MATERIAL SHOWN »
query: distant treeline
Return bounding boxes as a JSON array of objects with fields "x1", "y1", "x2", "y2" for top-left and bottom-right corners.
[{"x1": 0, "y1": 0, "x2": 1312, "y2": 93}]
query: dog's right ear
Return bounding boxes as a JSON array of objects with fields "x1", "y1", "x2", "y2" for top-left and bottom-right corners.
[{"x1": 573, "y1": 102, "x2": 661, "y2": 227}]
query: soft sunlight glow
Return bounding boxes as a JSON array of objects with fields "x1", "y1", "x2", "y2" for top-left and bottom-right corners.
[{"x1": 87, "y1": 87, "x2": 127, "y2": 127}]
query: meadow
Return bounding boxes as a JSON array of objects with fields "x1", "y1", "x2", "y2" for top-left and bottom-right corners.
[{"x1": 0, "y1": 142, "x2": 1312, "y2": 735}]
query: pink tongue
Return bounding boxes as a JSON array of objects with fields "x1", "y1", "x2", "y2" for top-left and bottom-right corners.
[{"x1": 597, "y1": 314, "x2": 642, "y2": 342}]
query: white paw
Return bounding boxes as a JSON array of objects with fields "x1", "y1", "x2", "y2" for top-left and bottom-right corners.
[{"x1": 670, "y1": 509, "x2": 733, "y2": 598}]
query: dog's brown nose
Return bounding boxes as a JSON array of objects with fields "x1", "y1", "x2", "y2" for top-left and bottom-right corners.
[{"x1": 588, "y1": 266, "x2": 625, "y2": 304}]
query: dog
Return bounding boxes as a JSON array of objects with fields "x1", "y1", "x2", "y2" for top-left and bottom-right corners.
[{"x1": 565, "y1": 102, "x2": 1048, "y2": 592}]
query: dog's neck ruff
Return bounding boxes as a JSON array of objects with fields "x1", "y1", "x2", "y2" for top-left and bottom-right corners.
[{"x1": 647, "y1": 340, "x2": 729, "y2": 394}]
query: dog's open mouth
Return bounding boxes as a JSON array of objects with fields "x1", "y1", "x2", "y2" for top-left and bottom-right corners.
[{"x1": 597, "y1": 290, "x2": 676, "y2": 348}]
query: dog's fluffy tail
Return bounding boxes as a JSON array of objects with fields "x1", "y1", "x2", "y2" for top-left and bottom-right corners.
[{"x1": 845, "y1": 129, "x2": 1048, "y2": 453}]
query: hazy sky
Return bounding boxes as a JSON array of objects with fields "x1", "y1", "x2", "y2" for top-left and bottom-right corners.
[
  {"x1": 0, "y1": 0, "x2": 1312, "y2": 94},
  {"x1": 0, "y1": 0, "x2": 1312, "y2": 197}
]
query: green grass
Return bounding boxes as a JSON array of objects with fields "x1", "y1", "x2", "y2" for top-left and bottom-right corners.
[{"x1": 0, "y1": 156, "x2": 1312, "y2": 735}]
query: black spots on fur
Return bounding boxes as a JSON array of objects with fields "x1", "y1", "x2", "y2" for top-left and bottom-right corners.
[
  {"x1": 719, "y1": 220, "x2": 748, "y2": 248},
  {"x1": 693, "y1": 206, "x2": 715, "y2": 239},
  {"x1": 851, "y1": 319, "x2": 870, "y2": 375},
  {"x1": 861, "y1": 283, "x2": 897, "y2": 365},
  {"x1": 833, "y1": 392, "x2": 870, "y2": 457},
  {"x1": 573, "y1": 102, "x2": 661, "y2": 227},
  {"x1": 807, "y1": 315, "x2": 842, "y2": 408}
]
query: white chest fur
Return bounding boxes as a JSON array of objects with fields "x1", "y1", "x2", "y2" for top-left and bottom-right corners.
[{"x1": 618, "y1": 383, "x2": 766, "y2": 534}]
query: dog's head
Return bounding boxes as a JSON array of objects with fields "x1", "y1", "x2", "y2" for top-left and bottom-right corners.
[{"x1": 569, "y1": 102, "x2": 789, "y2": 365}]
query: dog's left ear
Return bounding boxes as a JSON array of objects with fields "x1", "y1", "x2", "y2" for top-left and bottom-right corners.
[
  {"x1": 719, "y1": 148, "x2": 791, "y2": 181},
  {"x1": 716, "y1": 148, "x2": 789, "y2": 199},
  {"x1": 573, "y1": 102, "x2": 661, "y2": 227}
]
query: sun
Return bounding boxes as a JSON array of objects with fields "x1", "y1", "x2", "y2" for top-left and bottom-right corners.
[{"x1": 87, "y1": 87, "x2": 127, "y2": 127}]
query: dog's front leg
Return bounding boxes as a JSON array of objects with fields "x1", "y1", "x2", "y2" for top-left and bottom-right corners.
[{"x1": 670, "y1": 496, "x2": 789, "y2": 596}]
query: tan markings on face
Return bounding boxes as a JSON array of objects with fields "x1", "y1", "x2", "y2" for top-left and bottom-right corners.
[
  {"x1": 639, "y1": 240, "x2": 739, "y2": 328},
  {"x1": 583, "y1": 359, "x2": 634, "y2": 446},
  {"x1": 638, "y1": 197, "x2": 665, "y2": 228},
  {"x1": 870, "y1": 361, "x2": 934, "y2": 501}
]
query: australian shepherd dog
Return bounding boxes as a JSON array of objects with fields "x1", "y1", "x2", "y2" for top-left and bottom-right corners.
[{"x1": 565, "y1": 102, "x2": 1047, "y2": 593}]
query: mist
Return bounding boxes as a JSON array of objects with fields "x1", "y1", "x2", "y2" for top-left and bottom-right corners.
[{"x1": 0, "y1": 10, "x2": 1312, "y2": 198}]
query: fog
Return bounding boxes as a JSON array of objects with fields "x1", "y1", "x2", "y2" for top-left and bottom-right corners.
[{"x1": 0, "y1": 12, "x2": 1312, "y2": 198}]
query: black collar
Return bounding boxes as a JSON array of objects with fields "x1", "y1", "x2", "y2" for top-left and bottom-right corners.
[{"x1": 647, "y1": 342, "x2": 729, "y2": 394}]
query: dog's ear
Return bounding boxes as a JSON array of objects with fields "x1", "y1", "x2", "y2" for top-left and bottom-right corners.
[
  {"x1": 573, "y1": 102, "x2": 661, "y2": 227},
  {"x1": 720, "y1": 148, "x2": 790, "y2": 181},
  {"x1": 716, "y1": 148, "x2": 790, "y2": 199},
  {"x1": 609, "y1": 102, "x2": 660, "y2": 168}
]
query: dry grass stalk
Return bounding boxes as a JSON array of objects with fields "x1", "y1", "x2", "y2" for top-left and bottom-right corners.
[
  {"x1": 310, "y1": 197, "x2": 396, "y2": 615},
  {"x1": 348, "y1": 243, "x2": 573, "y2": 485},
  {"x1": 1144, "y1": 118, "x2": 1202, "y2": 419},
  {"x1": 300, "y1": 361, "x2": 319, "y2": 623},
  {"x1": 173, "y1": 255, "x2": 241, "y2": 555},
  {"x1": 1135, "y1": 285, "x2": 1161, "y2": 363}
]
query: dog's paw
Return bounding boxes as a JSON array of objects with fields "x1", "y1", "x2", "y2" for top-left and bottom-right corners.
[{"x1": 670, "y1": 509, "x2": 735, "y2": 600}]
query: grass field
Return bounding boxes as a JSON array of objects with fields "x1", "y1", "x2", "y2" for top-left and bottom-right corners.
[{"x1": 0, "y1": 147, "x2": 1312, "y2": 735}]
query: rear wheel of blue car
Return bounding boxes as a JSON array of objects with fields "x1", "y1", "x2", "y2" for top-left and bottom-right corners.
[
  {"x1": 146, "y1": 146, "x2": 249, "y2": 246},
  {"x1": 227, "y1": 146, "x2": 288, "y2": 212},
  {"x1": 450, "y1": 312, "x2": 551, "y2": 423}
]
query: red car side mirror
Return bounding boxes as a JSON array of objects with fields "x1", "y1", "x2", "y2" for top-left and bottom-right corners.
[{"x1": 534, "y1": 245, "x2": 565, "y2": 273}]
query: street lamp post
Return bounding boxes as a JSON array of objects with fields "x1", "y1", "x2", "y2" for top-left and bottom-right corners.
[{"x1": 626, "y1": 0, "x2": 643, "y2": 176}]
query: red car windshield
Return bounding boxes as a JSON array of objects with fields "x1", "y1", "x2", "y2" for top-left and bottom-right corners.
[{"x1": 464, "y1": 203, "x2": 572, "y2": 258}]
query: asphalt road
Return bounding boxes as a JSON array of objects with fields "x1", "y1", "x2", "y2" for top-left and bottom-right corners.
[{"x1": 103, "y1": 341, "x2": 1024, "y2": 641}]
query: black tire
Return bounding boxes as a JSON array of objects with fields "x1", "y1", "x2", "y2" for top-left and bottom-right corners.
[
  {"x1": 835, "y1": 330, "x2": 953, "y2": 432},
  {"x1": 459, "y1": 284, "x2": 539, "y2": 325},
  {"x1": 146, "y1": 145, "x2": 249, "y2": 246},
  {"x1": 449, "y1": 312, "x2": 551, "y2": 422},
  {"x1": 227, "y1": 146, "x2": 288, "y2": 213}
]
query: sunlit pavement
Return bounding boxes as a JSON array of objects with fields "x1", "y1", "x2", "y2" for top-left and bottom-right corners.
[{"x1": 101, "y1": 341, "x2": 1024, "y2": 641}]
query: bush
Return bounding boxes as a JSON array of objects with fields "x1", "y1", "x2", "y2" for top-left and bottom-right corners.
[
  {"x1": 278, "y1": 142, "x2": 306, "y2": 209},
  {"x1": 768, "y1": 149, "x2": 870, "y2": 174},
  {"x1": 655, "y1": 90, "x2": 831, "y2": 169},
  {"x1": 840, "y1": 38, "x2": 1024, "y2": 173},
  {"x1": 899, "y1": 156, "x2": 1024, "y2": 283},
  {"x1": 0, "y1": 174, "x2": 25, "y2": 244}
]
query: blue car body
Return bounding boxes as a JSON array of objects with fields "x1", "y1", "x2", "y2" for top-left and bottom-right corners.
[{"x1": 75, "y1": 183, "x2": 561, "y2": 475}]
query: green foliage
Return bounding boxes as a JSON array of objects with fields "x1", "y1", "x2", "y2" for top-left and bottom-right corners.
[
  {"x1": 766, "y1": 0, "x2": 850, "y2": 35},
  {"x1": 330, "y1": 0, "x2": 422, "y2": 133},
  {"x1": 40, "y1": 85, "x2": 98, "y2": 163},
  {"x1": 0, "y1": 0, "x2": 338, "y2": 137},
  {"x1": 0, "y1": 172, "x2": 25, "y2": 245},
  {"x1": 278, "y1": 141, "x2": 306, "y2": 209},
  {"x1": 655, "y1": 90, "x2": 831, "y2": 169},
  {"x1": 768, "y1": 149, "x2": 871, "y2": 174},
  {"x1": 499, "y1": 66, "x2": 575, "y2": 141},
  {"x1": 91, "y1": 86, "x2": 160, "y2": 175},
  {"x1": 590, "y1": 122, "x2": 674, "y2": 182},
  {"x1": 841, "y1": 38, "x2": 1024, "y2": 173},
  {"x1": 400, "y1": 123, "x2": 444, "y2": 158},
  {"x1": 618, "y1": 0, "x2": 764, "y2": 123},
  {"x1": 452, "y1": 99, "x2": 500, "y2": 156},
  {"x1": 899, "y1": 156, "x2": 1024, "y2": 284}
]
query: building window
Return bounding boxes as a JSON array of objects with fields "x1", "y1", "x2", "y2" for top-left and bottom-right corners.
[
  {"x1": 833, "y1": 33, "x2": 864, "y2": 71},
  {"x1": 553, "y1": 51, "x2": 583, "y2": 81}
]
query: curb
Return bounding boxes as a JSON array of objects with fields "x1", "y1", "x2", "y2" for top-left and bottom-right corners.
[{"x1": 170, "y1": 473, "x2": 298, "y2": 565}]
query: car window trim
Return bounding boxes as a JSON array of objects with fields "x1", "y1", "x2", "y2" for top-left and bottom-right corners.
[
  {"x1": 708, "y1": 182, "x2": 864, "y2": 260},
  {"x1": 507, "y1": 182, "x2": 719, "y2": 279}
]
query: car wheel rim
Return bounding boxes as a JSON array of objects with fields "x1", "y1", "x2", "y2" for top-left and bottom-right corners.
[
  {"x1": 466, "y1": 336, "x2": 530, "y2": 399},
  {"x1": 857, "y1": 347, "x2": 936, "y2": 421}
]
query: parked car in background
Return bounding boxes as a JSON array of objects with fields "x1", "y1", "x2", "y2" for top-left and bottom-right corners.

OBJECTIVE » Reproduce word for word the lines starting with the one containing "query: parked car in background" and going on through the end of the rows.

THE SOLUTION »
query: parked car in background
Return bounding boxes as a JSON array of objects with fields "x1", "y1", "x2", "y2" for top-left and bottom-right corners.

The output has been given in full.